演習の課題 >>
[A] 和歌の解説文を、一字一句変えずに全文書き写しなさい。
[B] 記録のうち、「Exercise. Spot the arrow」を含む行から始まり記録の末尾で終わる部分だけを、「Spot」を「Find」に置き換えて書き直しなさい。それ以外の箇所は変えないこと。

++++ ページ

余所人(よそびと)は見なれぬ里の一くるわ稲こきやめて我をゆびさす(松籟艸184)

【通釈】よそ人を見慣れない里の一角では、稲扱きをする手をやすめて、あれは何者かと私を指差している。

【補記】「秋に田家(田舎)を訪れる」という意味の題が付いているが、前例のない歌題である。あるいは後付けか。閉鎖的な田舎ではよくある光景であろうが、収穫期には村人の警戒感がいっそう強まる。田舎の世態風俗を描くとともに、季節感もよく出ている歌である。

人は皆見さして寝たる小夜中(さよなか)の月を静かに入るる窓かな(松籟艸121)

【通釈】人は皆見るのを途中でやめて寝てしまった夜中の月――その月明かりを窓に入れて独りひそかに眺めるのである。

++++++++
++++ 抽出データ

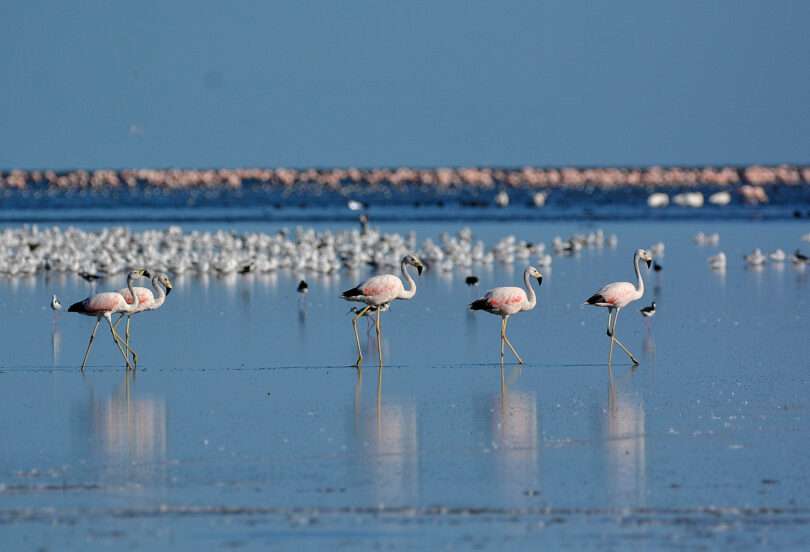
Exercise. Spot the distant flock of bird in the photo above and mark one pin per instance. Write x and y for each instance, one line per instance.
(110, 251)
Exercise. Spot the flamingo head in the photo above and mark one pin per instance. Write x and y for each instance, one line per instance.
(165, 282)
(534, 273)
(414, 261)
(645, 256)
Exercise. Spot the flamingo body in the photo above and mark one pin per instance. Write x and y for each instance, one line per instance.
(100, 304)
(377, 293)
(377, 290)
(506, 301)
(145, 297)
(616, 295)
(503, 301)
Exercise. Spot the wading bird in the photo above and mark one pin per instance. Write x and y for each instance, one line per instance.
(618, 295)
(378, 291)
(104, 305)
(506, 301)
(146, 301)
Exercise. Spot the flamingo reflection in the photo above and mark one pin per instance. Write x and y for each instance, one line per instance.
(393, 442)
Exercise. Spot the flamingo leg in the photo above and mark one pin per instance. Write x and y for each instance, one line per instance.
(128, 348)
(118, 341)
(90, 343)
(505, 322)
(357, 336)
(503, 331)
(615, 339)
(379, 334)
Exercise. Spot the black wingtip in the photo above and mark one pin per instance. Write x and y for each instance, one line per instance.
(594, 299)
(354, 292)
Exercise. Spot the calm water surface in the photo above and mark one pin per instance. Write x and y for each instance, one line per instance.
(245, 426)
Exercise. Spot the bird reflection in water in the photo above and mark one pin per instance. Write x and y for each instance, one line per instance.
(389, 435)
(624, 430)
(130, 431)
(514, 429)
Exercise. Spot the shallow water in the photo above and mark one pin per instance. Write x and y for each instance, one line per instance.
(245, 426)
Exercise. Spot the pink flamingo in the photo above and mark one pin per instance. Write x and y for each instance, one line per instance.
(618, 295)
(506, 301)
(104, 305)
(377, 292)
(146, 302)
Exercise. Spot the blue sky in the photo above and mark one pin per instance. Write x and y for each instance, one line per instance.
(374, 83)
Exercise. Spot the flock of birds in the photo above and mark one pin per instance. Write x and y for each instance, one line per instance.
(96, 255)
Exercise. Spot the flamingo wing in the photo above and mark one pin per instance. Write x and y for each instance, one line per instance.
(502, 300)
(99, 304)
(377, 290)
(617, 294)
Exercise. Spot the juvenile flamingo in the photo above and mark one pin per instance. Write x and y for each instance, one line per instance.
(618, 295)
(506, 301)
(104, 305)
(377, 292)
(146, 302)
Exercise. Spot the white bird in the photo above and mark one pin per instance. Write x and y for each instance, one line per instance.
(539, 198)
(381, 290)
(717, 262)
(689, 199)
(618, 295)
(720, 198)
(506, 301)
(755, 258)
(658, 200)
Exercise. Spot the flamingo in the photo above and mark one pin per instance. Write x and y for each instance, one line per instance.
(104, 305)
(506, 301)
(146, 301)
(377, 292)
(618, 295)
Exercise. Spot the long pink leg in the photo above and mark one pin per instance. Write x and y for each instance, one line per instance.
(613, 337)
(90, 343)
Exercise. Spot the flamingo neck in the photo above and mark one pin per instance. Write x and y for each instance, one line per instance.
(135, 299)
(410, 291)
(160, 296)
(530, 294)
(640, 280)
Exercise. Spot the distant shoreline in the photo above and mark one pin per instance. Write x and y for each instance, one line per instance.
(721, 176)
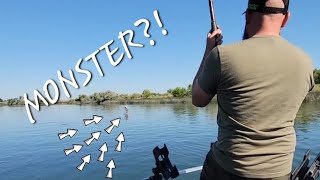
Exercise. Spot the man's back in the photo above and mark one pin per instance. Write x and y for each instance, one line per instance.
(260, 87)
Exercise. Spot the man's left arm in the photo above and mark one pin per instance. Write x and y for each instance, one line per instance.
(205, 82)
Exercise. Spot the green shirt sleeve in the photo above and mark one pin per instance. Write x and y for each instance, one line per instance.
(210, 75)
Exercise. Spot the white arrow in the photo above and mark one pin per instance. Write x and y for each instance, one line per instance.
(103, 149)
(70, 132)
(76, 148)
(94, 136)
(111, 166)
(114, 123)
(96, 119)
(120, 139)
(85, 160)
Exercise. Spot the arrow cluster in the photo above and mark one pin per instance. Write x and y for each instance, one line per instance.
(95, 137)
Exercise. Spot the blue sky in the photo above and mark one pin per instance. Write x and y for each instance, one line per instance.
(37, 39)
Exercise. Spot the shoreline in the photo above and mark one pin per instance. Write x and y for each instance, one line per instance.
(312, 97)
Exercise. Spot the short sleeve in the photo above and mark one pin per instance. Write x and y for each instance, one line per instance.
(210, 75)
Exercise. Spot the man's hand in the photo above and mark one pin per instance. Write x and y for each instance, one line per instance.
(214, 39)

++++++++

課題の解答 >>
[A]
余所人(よそびと)は見なれぬ里の一くるわ稲こきやめて我をゆびさす(松籟艸184)

【通釈】よそ人を見慣れない里の一角では、稲扱きをする手をやすめて、あれは何者かと私を指差している。

【補記】「秋に田家(田舎)を訪れる」という意味の題が付いているが、前例のない歌題である。あるいは後付けか。閉鎖的な田舎ではよくある光景であろうが、収穫期には村人の警戒感がいっそう強まる。田舎の世態風俗を描くとともに、季節感もよく出ている歌である。

人は皆見さして寝たる小夜中(さよなか)の月を静かに入るる窓かな(松籟艸121)

【通釈】人は皆見るのを途中でやめて寝てしまった夜中の月――その月明かりを窓に入れて独りひそかに眺めるのである。

[B]
Exercise. Find the arrow cluster in the photo above and mark one pin per instance. Write x and y for each instance, one line per instance.
(95, 137)
Exercise. Find the blue sky in the photo above and mark one pin per instance. Write x and y for each instance, one line per instance.
(37, 39)
Exercise. Find the shoreline in the photo above and mark one pin per instance. Write x and y for each instance, one line per instance.
(312, 97)
Exercise. Find the short sleeve in the photo above and mark one pin per instance. Write x and y for each instance, one line per instance.
(210, 75)
Exercise. Find the man's hand in the photo above and mark one pin per instance. Write x and y for each instance, one line per instance.
(214, 39)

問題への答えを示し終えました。